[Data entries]
________________

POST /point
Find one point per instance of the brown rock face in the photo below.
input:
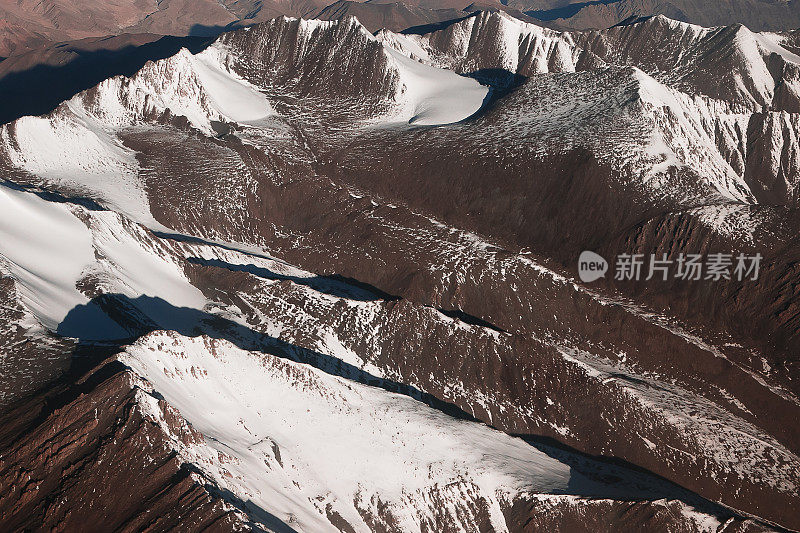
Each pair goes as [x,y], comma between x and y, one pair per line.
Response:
[84,454]
[443,261]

________________

- TASK DETAILS
All lines from the one containing "Each pair goes" to the end of the data above are to be set down exactly; no others belong in the answer.

- REPLY
Each pair goes as [x,y], comma between x and y, one pair per line.
Response:
[84,454]
[443,261]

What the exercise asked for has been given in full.